*** Study material ***
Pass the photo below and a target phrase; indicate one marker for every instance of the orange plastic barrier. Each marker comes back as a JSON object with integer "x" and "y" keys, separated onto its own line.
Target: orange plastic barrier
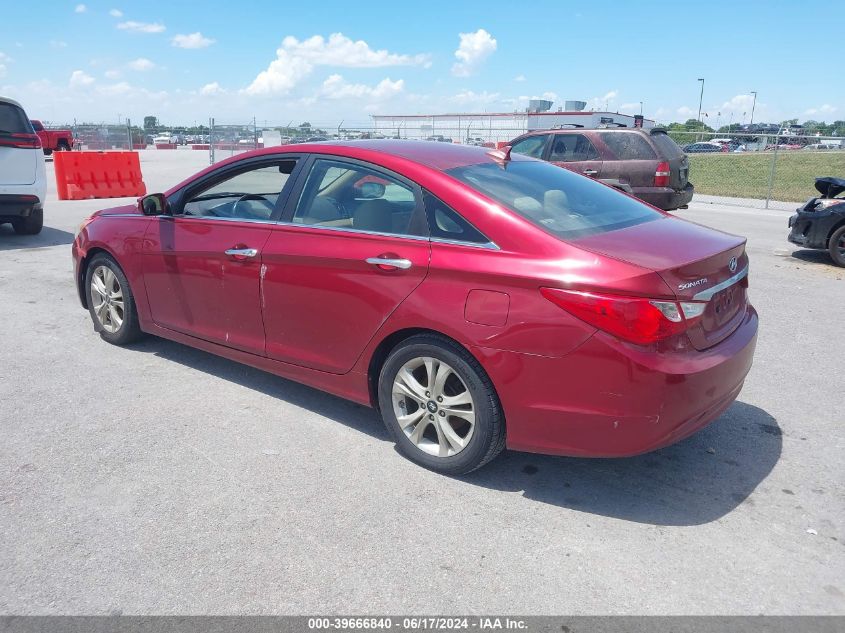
{"x": 83, "y": 175}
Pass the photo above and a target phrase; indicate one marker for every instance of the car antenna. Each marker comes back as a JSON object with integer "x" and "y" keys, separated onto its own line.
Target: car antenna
{"x": 502, "y": 156}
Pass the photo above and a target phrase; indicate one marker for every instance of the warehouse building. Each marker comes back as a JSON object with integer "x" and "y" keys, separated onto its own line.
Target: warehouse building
{"x": 500, "y": 126}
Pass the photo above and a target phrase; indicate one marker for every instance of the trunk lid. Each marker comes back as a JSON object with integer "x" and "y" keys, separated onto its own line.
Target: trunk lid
{"x": 697, "y": 263}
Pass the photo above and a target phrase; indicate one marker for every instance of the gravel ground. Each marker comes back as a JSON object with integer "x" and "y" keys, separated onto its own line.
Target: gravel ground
{"x": 158, "y": 479}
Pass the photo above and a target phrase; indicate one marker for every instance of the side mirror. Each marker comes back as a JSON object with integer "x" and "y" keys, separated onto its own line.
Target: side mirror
{"x": 153, "y": 204}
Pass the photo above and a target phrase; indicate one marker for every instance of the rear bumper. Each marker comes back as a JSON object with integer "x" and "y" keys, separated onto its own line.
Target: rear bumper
{"x": 610, "y": 399}
{"x": 18, "y": 205}
{"x": 664, "y": 197}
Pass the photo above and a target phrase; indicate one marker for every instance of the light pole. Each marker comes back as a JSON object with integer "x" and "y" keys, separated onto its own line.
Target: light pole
{"x": 700, "y": 100}
{"x": 753, "y": 103}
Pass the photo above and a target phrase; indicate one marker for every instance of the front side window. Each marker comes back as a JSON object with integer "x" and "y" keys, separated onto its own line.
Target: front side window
{"x": 352, "y": 196}
{"x": 571, "y": 148}
{"x": 531, "y": 146}
{"x": 557, "y": 200}
{"x": 247, "y": 195}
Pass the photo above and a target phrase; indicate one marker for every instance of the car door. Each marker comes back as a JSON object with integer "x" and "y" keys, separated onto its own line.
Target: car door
{"x": 576, "y": 153}
{"x": 353, "y": 246}
{"x": 202, "y": 264}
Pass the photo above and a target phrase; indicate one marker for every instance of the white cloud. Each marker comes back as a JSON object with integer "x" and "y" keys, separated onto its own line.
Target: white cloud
{"x": 281, "y": 75}
{"x": 336, "y": 87}
{"x": 141, "y": 27}
{"x": 4, "y": 60}
{"x": 80, "y": 79}
{"x": 738, "y": 104}
{"x": 192, "y": 40}
{"x": 212, "y": 89}
{"x": 603, "y": 102}
{"x": 472, "y": 51}
{"x": 339, "y": 50}
{"x": 296, "y": 59}
{"x": 470, "y": 98}
{"x": 142, "y": 64}
{"x": 823, "y": 109}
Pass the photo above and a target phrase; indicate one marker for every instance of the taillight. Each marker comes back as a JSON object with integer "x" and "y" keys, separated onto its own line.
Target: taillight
{"x": 661, "y": 176}
{"x": 635, "y": 319}
{"x": 20, "y": 141}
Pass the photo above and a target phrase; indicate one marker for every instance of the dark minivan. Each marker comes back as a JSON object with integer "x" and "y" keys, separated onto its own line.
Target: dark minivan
{"x": 645, "y": 163}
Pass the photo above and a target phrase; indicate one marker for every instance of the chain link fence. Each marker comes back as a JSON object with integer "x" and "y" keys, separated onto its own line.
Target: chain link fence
{"x": 758, "y": 166}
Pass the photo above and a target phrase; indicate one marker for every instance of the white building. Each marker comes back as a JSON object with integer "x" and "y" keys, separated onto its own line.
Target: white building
{"x": 493, "y": 126}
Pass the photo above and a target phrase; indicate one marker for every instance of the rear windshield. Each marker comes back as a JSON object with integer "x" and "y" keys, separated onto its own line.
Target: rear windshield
{"x": 666, "y": 145}
{"x": 565, "y": 204}
{"x": 13, "y": 120}
{"x": 628, "y": 145}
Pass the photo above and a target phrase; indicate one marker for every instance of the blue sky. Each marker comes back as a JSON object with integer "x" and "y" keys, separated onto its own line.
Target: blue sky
{"x": 326, "y": 61}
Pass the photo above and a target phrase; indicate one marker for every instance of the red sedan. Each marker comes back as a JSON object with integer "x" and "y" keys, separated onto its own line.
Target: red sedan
{"x": 476, "y": 299}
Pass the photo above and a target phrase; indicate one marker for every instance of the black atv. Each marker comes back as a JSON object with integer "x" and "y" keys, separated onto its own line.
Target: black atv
{"x": 820, "y": 223}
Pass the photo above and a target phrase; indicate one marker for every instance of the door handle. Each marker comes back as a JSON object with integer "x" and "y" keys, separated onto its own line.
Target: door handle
{"x": 241, "y": 253}
{"x": 404, "y": 264}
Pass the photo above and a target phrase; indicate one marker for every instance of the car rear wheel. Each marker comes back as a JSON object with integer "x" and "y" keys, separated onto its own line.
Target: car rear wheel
{"x": 110, "y": 302}
{"x": 440, "y": 407}
{"x": 30, "y": 225}
{"x": 836, "y": 246}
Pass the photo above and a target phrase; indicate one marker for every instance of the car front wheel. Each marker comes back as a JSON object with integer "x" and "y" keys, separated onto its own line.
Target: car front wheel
{"x": 110, "y": 302}
{"x": 440, "y": 406}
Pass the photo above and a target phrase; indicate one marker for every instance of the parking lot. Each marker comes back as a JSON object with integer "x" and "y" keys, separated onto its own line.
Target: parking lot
{"x": 161, "y": 479}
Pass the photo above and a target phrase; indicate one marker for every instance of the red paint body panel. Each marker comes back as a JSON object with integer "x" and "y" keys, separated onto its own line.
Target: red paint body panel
{"x": 309, "y": 308}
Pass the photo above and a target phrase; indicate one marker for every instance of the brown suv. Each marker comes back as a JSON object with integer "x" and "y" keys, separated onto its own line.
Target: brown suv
{"x": 645, "y": 163}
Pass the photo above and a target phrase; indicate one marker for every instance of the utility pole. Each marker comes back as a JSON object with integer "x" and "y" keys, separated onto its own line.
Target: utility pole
{"x": 753, "y": 103}
{"x": 700, "y": 101}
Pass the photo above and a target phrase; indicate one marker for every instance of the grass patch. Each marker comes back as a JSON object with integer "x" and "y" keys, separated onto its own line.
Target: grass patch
{"x": 746, "y": 175}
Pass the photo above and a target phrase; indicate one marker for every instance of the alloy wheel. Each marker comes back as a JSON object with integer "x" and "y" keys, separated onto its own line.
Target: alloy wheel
{"x": 107, "y": 299}
{"x": 433, "y": 406}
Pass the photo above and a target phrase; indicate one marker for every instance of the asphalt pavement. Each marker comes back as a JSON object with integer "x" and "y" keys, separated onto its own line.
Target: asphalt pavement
{"x": 158, "y": 479}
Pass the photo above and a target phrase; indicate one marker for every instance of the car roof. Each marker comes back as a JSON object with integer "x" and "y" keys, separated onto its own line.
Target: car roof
{"x": 440, "y": 156}
{"x": 12, "y": 101}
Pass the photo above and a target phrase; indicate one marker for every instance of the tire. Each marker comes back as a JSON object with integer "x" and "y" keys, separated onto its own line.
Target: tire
{"x": 836, "y": 246}
{"x": 477, "y": 427}
{"x": 118, "y": 323}
{"x": 30, "y": 225}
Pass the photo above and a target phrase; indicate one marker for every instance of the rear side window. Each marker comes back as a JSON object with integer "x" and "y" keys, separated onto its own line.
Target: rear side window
{"x": 445, "y": 223}
{"x": 628, "y": 145}
{"x": 572, "y": 148}
{"x": 666, "y": 146}
{"x": 531, "y": 146}
{"x": 557, "y": 200}
{"x": 13, "y": 120}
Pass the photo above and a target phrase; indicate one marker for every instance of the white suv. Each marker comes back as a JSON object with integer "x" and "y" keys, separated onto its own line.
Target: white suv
{"x": 23, "y": 178}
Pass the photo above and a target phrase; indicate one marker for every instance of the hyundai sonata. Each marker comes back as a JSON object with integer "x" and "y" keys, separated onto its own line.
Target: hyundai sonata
{"x": 476, "y": 299}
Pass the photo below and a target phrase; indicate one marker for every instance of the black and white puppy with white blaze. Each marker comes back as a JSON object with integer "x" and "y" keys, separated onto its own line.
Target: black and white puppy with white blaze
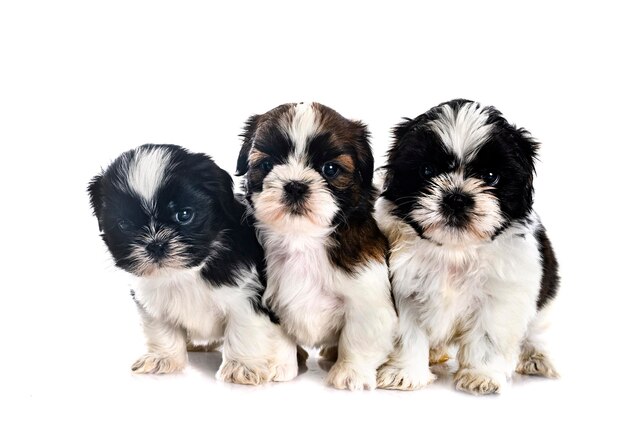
{"x": 470, "y": 262}
{"x": 309, "y": 182}
{"x": 170, "y": 217}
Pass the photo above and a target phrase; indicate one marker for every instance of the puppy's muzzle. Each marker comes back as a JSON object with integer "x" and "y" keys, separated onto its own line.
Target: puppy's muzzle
{"x": 295, "y": 192}
{"x": 456, "y": 207}
{"x": 157, "y": 250}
***
→ **What to work on**
Look through the records above for the word "below". Report how many lines contain it, as a bare number.

→ **Task solution**
2